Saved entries
[Start of Attachment]

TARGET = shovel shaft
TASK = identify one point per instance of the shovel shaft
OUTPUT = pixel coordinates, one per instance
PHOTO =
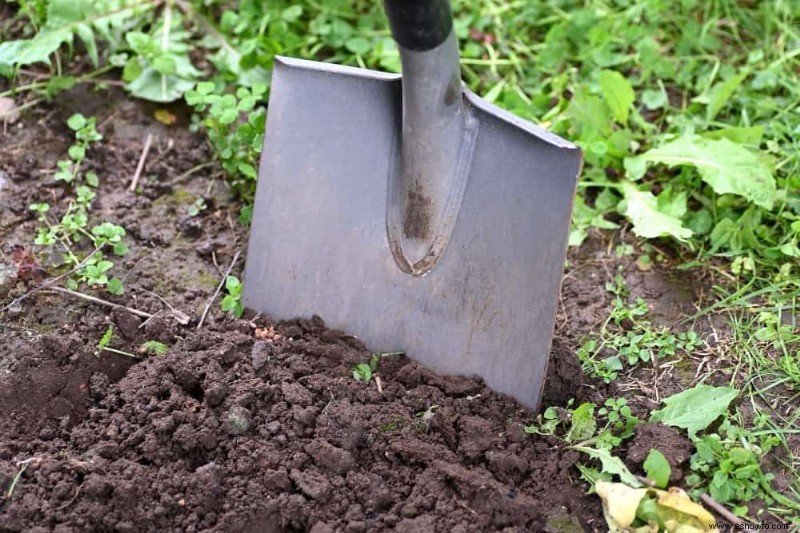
(432, 164)
(419, 24)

[End of Attachment]

■ ACTIVITY
Please transcribe each entry exactly and exclude any image it contains.

■ TASK ANSWER
TARGET = shovel shaft
TASK = identify one point per instance of the shovel shaft
OUTPUT = pixel coordinates, one per instance
PHOTO =
(432, 164)
(419, 24)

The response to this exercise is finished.